-- EXERCISE MATERIALS follows --

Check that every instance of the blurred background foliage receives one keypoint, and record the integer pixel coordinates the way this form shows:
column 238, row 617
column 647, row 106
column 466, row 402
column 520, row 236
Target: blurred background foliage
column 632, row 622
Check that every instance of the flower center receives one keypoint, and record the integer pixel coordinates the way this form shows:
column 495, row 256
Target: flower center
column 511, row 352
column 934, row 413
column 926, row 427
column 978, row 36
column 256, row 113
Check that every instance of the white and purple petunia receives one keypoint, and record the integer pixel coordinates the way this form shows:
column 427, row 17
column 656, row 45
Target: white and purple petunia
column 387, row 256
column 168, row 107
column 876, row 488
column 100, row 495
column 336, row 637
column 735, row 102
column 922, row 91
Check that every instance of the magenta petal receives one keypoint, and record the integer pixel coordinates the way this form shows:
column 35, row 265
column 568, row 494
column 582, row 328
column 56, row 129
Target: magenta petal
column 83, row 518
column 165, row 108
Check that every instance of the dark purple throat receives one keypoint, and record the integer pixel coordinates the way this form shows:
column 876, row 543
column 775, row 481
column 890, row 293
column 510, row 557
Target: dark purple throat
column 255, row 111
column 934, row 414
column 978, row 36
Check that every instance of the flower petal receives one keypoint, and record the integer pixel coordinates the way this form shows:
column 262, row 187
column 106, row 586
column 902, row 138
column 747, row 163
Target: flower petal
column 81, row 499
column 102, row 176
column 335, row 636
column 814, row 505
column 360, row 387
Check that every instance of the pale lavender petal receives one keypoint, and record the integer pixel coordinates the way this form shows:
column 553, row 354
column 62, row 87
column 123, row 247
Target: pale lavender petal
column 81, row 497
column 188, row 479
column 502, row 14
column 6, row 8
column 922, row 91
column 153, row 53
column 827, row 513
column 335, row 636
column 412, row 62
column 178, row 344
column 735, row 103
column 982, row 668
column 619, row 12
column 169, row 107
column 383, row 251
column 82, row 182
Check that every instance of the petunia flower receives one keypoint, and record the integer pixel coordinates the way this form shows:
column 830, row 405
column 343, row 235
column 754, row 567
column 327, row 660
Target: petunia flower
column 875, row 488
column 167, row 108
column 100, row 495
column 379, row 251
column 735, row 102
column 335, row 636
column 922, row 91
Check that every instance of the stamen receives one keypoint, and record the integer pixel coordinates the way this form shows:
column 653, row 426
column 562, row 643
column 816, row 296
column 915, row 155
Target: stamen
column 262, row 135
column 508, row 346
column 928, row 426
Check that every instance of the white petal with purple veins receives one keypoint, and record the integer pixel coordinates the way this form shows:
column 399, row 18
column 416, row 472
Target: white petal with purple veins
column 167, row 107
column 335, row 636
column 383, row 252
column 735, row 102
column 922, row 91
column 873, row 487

-- EXERCISE MATERIALS concluded --

• _TASK REQUIREMENTS_: Give back, unchanged, the run of lines in the listing above that begins at the line containing "column 830, row 405" and ends at the line containing "column 416, row 472", both included.

• _SOLUTION TO THE EXERCISE_:
column 830, row 405
column 343, row 235
column 754, row 567
column 327, row 660
Target: petunia flower
column 875, row 488
column 167, row 108
column 100, row 495
column 379, row 251
column 735, row 102
column 335, row 636
column 922, row 91
Check that every instance of the stamen receives one keypoint, and record the integer pixel coordinates the way this form shows:
column 653, row 426
column 562, row 643
column 816, row 296
column 915, row 155
Target: stamen
column 262, row 135
column 508, row 346
column 928, row 426
Check that every instance of the white petal with purple veins receives one keypoint, and record the integer pixel coordinates the way this form shows:
column 399, row 18
column 416, row 472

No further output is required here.